Segment Start: Supplied material
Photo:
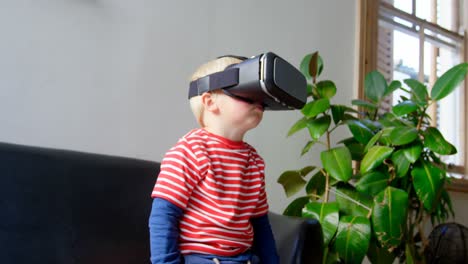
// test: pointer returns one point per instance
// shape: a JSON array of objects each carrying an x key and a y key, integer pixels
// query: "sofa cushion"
[{"x": 61, "y": 206}]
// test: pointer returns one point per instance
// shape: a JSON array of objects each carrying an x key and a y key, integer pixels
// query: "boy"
[{"x": 210, "y": 204}]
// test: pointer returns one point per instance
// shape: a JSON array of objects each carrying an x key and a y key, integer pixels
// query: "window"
[{"x": 421, "y": 39}]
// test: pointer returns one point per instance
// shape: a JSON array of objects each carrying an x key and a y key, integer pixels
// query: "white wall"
[{"x": 110, "y": 76}]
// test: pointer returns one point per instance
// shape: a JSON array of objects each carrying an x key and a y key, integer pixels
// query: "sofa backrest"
[{"x": 60, "y": 206}]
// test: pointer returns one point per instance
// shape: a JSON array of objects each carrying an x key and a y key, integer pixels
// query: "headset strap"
[{"x": 217, "y": 80}]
Segment End: Supplied material
Problem – Reproduce every entry above in full and exactly, though not its pictures.

Answer –
Photo:
// test: pointer returns one point per instance
// shape: a JSON array of objects each carrying an x key and a y key, integer pixels
// query: "sofa cushion"
[{"x": 61, "y": 206}]
// test: pointer returns one point per instance
// shape: a JSON array of objects each carrying an x key and a y key, integer pixels
// query: "boy"
[{"x": 210, "y": 204}]
// test: pointer returns one point per instance
// shape: a JSON array of objects each carrying an x key and a y key, integer pixels
// query: "window"
[{"x": 421, "y": 39}]
// test: pointer returns one point per instance
// shape: a JSON array of objects each carrying an x key and a y key, integer pixels
// query: "white wall"
[{"x": 110, "y": 76}]
// test: pointer returns one point per instance
// shape: a JSON array of objects each carrying an x key and a y key, integer pixels
// query: "sofa backrest"
[{"x": 60, "y": 206}]
// test: pointer returns one point per instance
// shape: a JSON array of objects each carrying an x key and a y key, integer pixels
// query: "headset strap"
[{"x": 217, "y": 80}]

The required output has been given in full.